Work task: After locating the line that contains "Query: <item>post cap</item>", give that line and all the rest through the end of the entries again exactly, leaving the pictures out.

==== Given entries

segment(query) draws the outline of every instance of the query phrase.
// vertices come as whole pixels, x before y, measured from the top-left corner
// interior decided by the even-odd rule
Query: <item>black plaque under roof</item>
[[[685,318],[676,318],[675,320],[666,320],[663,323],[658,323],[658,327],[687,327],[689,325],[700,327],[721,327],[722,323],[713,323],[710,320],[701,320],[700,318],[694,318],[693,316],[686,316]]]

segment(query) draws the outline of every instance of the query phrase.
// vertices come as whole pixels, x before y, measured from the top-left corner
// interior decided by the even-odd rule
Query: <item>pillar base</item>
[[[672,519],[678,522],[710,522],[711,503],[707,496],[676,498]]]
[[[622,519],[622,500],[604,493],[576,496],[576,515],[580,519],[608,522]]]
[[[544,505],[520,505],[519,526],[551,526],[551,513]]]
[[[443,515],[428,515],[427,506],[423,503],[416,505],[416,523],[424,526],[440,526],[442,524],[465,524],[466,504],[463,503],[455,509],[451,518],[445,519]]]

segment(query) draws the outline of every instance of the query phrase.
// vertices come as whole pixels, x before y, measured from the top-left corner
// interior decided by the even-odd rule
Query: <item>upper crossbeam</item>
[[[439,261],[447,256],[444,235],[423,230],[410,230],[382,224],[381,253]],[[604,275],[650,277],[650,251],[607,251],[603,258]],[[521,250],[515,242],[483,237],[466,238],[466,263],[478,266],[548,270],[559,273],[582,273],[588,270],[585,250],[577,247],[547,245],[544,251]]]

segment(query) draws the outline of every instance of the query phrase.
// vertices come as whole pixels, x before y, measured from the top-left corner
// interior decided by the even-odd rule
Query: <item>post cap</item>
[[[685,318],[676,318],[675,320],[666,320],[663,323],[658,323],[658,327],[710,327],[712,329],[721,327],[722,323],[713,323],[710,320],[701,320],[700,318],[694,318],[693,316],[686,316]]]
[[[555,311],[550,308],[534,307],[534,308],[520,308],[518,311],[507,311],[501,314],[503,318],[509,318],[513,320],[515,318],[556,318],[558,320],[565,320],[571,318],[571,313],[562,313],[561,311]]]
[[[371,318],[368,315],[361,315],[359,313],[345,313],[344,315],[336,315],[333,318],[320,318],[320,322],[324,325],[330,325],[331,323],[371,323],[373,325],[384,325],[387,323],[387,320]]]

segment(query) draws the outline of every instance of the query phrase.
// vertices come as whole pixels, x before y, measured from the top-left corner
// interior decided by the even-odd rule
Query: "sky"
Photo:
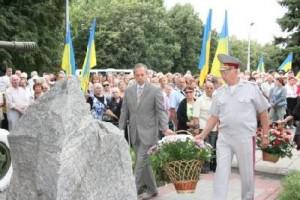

========

Task output:
Query: <item>post cap</item>
[[[685,318],[676,318],[675,320],[666,320],[663,323],[658,323],[658,327],[710,327],[712,329],[721,327],[722,323],[713,323],[710,320],[701,320],[700,318],[694,318],[693,316],[686,316]]]
[[[555,311],[550,308],[534,307],[534,308],[520,308],[518,311],[507,311],[501,314],[503,318],[509,318],[513,320],[515,318],[556,318],[558,320],[565,320],[571,318],[571,313],[562,313],[561,311]]]
[[[371,318],[368,315],[361,315],[359,313],[345,313],[344,315],[336,315],[333,318],[320,318],[320,322],[324,325],[330,325],[331,323],[371,323],[373,325],[384,325],[387,323],[387,320]]]

segment(query) draws the outline of every instance of the query phrase.
// vertices come as whole pixels, x before y, measured from the top-left corner
// interior decided by the even-odd rule
Query: "sky"
Photo:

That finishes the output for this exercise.